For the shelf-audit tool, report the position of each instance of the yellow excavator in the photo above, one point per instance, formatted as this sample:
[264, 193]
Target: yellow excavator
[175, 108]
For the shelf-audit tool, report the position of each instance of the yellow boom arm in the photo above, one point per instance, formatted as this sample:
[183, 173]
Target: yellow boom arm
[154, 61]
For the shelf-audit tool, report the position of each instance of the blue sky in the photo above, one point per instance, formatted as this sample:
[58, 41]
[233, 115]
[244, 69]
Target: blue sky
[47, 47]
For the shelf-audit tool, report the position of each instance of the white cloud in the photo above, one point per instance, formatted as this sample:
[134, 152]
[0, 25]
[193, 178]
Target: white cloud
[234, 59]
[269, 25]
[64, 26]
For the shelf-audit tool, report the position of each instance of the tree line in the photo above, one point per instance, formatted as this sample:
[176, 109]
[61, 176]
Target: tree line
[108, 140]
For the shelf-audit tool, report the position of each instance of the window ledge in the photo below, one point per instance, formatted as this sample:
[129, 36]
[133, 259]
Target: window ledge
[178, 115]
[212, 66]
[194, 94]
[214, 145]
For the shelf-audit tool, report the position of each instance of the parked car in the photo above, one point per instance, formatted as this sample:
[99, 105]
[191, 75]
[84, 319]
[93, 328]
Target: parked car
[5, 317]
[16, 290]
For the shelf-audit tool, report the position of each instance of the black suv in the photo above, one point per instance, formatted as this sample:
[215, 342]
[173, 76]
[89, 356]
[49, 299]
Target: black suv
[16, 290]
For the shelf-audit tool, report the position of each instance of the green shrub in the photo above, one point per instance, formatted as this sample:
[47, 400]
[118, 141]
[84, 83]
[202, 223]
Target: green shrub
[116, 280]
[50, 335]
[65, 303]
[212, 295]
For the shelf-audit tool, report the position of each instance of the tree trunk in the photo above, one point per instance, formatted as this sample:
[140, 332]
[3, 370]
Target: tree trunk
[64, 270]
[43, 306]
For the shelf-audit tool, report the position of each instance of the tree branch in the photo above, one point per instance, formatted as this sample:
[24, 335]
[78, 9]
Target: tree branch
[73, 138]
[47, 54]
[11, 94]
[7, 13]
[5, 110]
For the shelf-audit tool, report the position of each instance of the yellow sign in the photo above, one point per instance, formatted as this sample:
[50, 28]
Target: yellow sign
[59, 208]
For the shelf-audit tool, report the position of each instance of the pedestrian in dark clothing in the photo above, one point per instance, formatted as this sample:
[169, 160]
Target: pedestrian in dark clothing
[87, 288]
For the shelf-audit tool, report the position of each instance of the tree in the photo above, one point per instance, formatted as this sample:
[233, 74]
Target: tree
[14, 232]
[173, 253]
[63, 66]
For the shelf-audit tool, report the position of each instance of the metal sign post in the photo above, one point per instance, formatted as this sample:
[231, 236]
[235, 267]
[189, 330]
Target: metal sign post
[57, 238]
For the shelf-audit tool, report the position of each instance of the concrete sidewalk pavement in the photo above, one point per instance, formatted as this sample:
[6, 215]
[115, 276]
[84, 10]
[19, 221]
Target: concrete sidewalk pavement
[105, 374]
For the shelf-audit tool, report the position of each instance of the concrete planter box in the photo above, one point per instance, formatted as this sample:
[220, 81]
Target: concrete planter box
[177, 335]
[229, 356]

------------------------

What the task asks
In full and without alteration, retype the entries above.

Output of the exercise
For the shelf-audit tool, report the position of each instance of the yellow excavator in the photo above, one point per instance, formatted as this sample:
[264, 193]
Target: yellow excavator
[175, 108]
For the shelf-audit tool, report the position of each instance of the yellow boom arm in the photo above, one point per instance, formatted as this sample:
[183, 173]
Target: yellow boom arm
[154, 61]
For the shelf-audit tool, report the position of each instance of the blue sky in the photo above, one point per instance, formatted as this sample:
[58, 41]
[233, 115]
[244, 69]
Target: blue sky
[47, 47]
For the shelf-audit tool, report the position of each instance of the white cloud in the photo above, one point per instance, formatted as this sample:
[134, 152]
[0, 25]
[193, 178]
Target: white cloud
[234, 59]
[269, 25]
[64, 26]
For the shelf-audit tool, report the position of each instance of the tree line in the photo above, one point per instance, formatted as this sample:
[176, 109]
[61, 176]
Target: tree line
[108, 140]
For the shelf-audit tool, report the position of each instance of the window ledge in the photo below, one point per instance, formatted as this sample:
[129, 36]
[133, 259]
Target: window ledge
[178, 115]
[212, 66]
[194, 94]
[214, 145]
For the shelf-audit tool, report the position of each instance of the parked car in the photo above, one point per instance, formatted as this sample:
[99, 105]
[191, 75]
[84, 319]
[93, 328]
Target: parked car
[5, 317]
[16, 290]
For the shelf-audit tool, report the position of each instance of the black suv in the photo above, one point per instance, formatted as this sample:
[215, 342]
[173, 76]
[89, 356]
[49, 299]
Target: black suv
[16, 290]
For the shelf-audit tool, report the position of each instance of the green shrub in the photo above, one point per instance, formatted as this sample:
[47, 400]
[118, 141]
[84, 83]
[202, 223]
Target: green shrub
[116, 280]
[50, 335]
[65, 303]
[212, 295]
For the shelf-audit tool, report the position of each instance of the tree trunk in the photo above, one point per instance, formatted as this sample:
[140, 332]
[3, 370]
Target: tree trunk
[64, 270]
[43, 306]
For the shelf-audit tool, report the position of each instance of the tree branch in the photo above, one point per instance, formatted as this sample:
[24, 335]
[78, 9]
Target: tree branch
[73, 138]
[47, 54]
[11, 94]
[7, 13]
[5, 110]
For the shelf-audit tool, report the position of each instance of the yellow sign in the photo above, one point per instance, formatted as this sample:
[50, 28]
Target: yellow sign
[59, 208]
For the shelf-audit tool, report the position of each instance of the pedestrian in dark clothing in the photo above, one point per instance, formatted as this sample:
[169, 160]
Target: pedestrian in dark clothing
[87, 288]
For the shelf-audit tool, report the position of each instance of the tree in the photo above, one point per instance, formatted as this sample:
[233, 74]
Target: tree
[14, 232]
[173, 253]
[63, 66]
For the shelf-audit tool, report the position of each instance of the metal sign post in the photo above, one point per instance, formatted as this sample:
[231, 236]
[235, 267]
[189, 330]
Target: metal sign post
[57, 238]
For the shelf-audit tool, report the position of each instance of the concrete sidewalk pavement in the photo above, one point per instance, formatted as this sample:
[6, 215]
[115, 276]
[84, 10]
[19, 221]
Target: concrete sidewalk pavement
[105, 374]
For the shelf-audit tool, report the position of each instance of the concrete planter box in the photo above, one point per instance, formatted as this sample:
[220, 81]
Target: concrete planter box
[177, 335]
[229, 356]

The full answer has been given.